WRITTEN TASK 1
Print the contour labeling rows below line for line, with the pictures omitted.

The opinion of the court was delivered by: SUGARMAN

On September 28, 1945, the libellant Gelb, owner of the gasoline yacht 'Edward James', brought her off the respondent's yard at City Island, New York. The yard and waters fronting it are unprotected to the northeast. Gelb informed respondent's yard manager Gauss of his intention, if he did not sell the yacht, to lay her up at respondent's yard for the winter. It was arranged that Gelb would advise Gauss if and when respondent should haul the 'Edward James' ashore. Gauss cautioned Gelb not to unduly delay because, if and when such order was given, the work would have to await its turn as against other of respondent's commitments to haul and store vessels.

Gauss and libellant's captain moored the 'Edward James', with the vessel's lines, fore and aft to two dolphins designated by Gauss, about one hundred twenty-five feet offshore from the end of the respondent's dock. After removing some personal effects from the yacht, Gelb turned the keys over to Gauss.

On October 6, 1945, Gelb delivered a certified check to the Secretary of War as a deposit on a bid then being made by him for the purchase of another vessel from the United States. On October 10, 1945, the vessel upon which Gelb had bid was sold to a higher bidder, of which Gelb was shortly thereafter apprised, and the United States later returned Gelb's certified check, which he deposited in his account on November 14, 1945.

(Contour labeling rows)

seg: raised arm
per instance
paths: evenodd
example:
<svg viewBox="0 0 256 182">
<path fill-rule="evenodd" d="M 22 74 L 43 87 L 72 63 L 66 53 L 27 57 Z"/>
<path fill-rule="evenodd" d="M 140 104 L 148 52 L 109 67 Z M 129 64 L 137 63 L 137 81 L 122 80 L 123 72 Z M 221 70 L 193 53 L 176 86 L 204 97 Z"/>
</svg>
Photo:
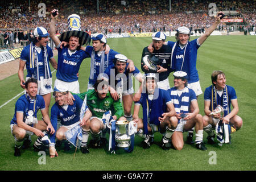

WRITTEN TASK 2
Carry on the court opinion about the yacht 'Edward James' from its last sentence.

EXERCISE RESPONSE 1
seg: raised arm
per instance
paths: evenodd
example:
<svg viewBox="0 0 256 182">
<path fill-rule="evenodd" d="M 22 74 L 43 87 L 72 63 L 66 53 L 27 57 Z"/>
<path fill-rule="evenodd" d="M 140 104 L 148 52 L 109 67 Z M 129 64 L 137 63 L 137 81 L 122 80 L 123 72 Z M 221 70 L 193 53 L 176 86 L 204 97 Z"/>
</svg>
Photo:

EXERCISE RESPONSE 2
 Gelb, although he had registered the 'Edward James' with the Bureau of Customs of the Treasury Department on September 16, 1943 and continuously thereafter as 'employed in carrying on the mackerel fishery', never used the vessel for that or any other commercial purpose and maintained it solely for pleasure. Gelb's admission that he maintained a boat only for pleasure, when taken with the coincidence of his pending bid and his bringing the yacht to respondent's yard, lends credence to Gauss' testimony that Gelb intended to sell the 'Edward James'; for that reason kept her afloat; took Gauss for 'a spin' in the hope that Gauss might produce a purchaser; and instructed Gauss to defer hauling the 'Edward James' ashore until further orders were forthcoming from Gelb.

 After Gelb failed to procure the other vessel and on November 20, 1945 he telephoned Gauss and instructed him to haul the 'Edward James' ashore. Gauss agreed to do so on condition that the work be delayed until respondent had serviced other vessels for which arrangements for haulage and storage had been made prior to November 20, 1945.

 Some time between September 28, 1945 and November 28, 1945 additional lines, supplied by the respondent were added to those of the vessel in securing her to the dolphins and she may have been pumped out by respondent's employees but no charge was made for these services.

 From November 20 to November 28, 1945, the respondent was fully engaged in hauling and attending other vessels for which prior commitments had been made, except on Thanksgiving, Saturday and Sunday when there was no work at its yard.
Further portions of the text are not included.